WORK TO DO:
(a) Answer these questions using the text on the Prime Six plan:
(i) From what area were black students bused to outlying campuses?
(ii) For how long were white students bused into West Las Vegas?
(iii) Students of how many elementary schools received the offer?
(b) From the text on the Prime Six plan, output the passage starting at "At the same" and ending at "Prime Six plan.", word for word.

SELECTED EXCERPT:
════════════════════

It was the early 1990s, and the Clark County School District was dismantling what had been a federally mandated desegregation program, one that for years had bused black students from West Las Vegas to campuses in outlying areas as a means of maintaining racial diversity.
At the same time, white students were bused into West Las Vegas for one year to attend “sixth grade centers.”
In response to lawsuits and civil rights complaints filed by parents and educators, who argued that black students had as much right as their white peers to attend school close to home, district officials and West Las Vegas residents sat down to devise a possible solution.
The answer: Give students a choice. They could be bused to other schools, stay at their neighborhood schools, or apply to attend a new magnet school with premier programs.
The offer would be extended to students of six elementary schools in West Las Vegas, and the options became known as the Prime Six plan.

════════════════════

STORED DATA:
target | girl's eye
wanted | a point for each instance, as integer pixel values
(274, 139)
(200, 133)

════════════════════

COMPLETED EXERCISE:
(a)
(i) West Las Vegas
(ii) One year
(iii) Six

(b)
At the same time, white students were bused into West Las Vegas for one year to attend “sixth grade centers.”
In response to lawsuits and civil rights complaints filed by parents and educators, who argued that black students had as much right as their white peers to attend school close to home, district officials and West Las Vegas residents sat down to devise a possible solution.
The answer: Give students a choice. They could be bused to other schools, stay at their neighborhood schools, or apply to attend a new magnet school with premier programs.
The offer would be extended to students of six elementary schools in West Las Vegas, and the options became known as the Prime Six plan.